This is a brief introduction to SOP, an enabler of Objects persistence/ACID transaction to backend databases such as Cassandra.
Introduction
Objects Persistence and ACID transactions are two of the highly coveted ingredients in software development. Despite having RDBMS & SQL, architects and developers tend to prefer designing solutions based on Object Oriented paradigm. ACID transaction still proves to be highly sought after.
We have ORM, i.e., Object to Relational Mappers, such as JPA in Java and Entity Framework in .NET. But these solutions provide "mapping", not persistence of the actual Object. The solution imposes "mapping" and SQL middleware overhead. Such overhead becomes significant & apparent when you are authoring high performance & highly concurrent systems, where fine grained control on concurrency/parallelism across machines benefits with "alignment" with data persistence, i.e., highly efficient distributed processing.
Objects persistence (via SOP) solves this by removing the mapping and the SQL middleware layers and provides best fit features such as ACID transaction & built-in caching.
Background
Origins of SOP was in .NET. The first attempt was somewhat successful but never reached production release as implementation got bogged down as features added on top of features started to make the component complicated and hard to advance. It was a prototype of this new concept.
So, it was re-designed, features vs. schedule massaged, put a better stance on design adoption on patterns (e.g., Repository pattern) and ported it to Golang. The current version, V2, is a Golang port and achieved the goals as advertised.
Using the Code
SOP has B-Tree interface (CRUD methods) & has transaction API for managing transaction sessions.
Sample code is as follows:
import (
"github.com/SharedCode/sop/in_red_ck"
"github.com/SharedCode/sop/in_red_ck/cassandra"
"github.com/SharedCode/sop/in_red_ck/redis"
)

• Provided records:
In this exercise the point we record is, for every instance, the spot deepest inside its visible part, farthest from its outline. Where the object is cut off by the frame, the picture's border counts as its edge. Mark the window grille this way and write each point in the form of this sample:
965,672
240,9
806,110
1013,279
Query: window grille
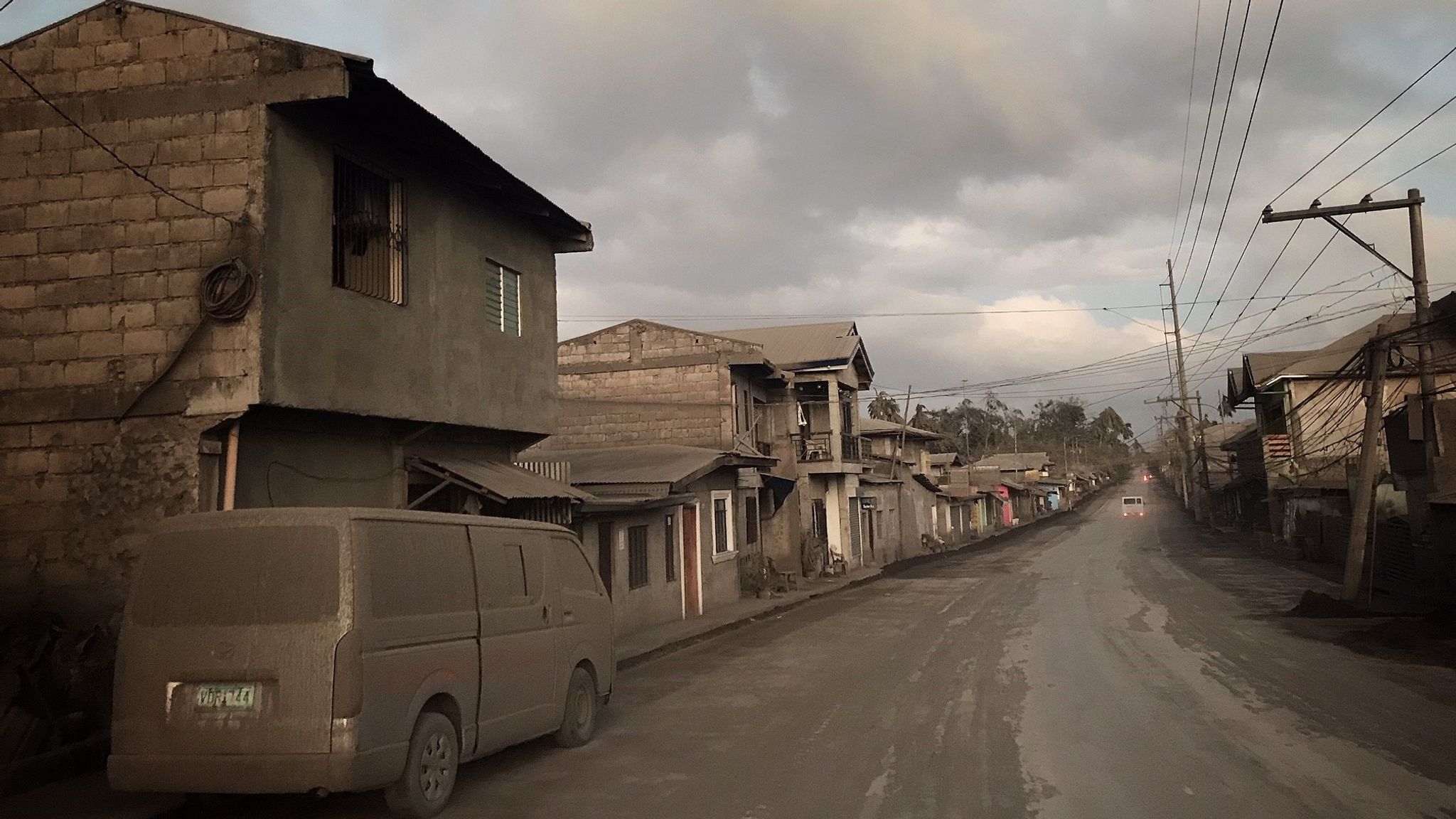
369,232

• Your goal:
Resume the SOP introduction from its final line and keep writing it. The entries have nothing to do with the SOP introduction.

• Output for this exercise:
var cassConfig = cassandra.Config{
ClusterHosts: []string{"localhost:9042"},
Keyspace: "btree",
}
var redisConfig = redis.Options{
Address: "localhost:6379",
Password: "",
DB: 0,
DefaultDurationInSeconds: 24 * 60 * 60,
}
func init() {
in_red_ck.Initialize(cassConfig, redisConfig)
}
var ctx = context.Background()
...
func main() {
trans, _ := in_red_ck.NewTransaction(true, -1)
trans.Begin()
b3, _ := in_red_ck.NewBtree[int, string]
(ctx, "fooStore", 500, false, false, true, "", trans)
b3.Add(ctx, 1, "hello world")
...
trans.Commit(ctx)
}
And, another sample illustrating managing objects as key & value pair:
type PersonKey struct {
Firstname string
Lastname string
}
type Person struct {
Gender string
Email string
Phone string
SSN string
}
func newPerson(fname string, lname string, gender string,
email string, phone string, ssn string) (PersonKey, Person) {
return PersonKey{fname, lname}, Person{gender, email, phone, ssn}
}
func (x PersonKey) Compare(other interface{}) int {
y := other.(PersonKey)
i := cmp.Compare[string](x.Lastname, y.Lastname)
if i != 0 {
return i
}
return cmp.Compare[string](x.Firstname, y.Firstname)
}
func main() {
trans, err := in_red_ck.NewTransaction(true, -1)
trans.Begin()
b3, err := in_red_ck.NewBtree[PersonKey, Person]
(ctx, "persondb", 500, false, false, false, "", trans)
pk, p := newPerson("joe", "krueger", "male", "email", "phone", "mySSN123")
b3.Add(ctx, pk, p)
...
if ok, _ := b3.FindOne(ctx, pk, false); ok {
v, _ := b3.GetCurrentValue(ctx)
...
}
trans.Commit(ctx)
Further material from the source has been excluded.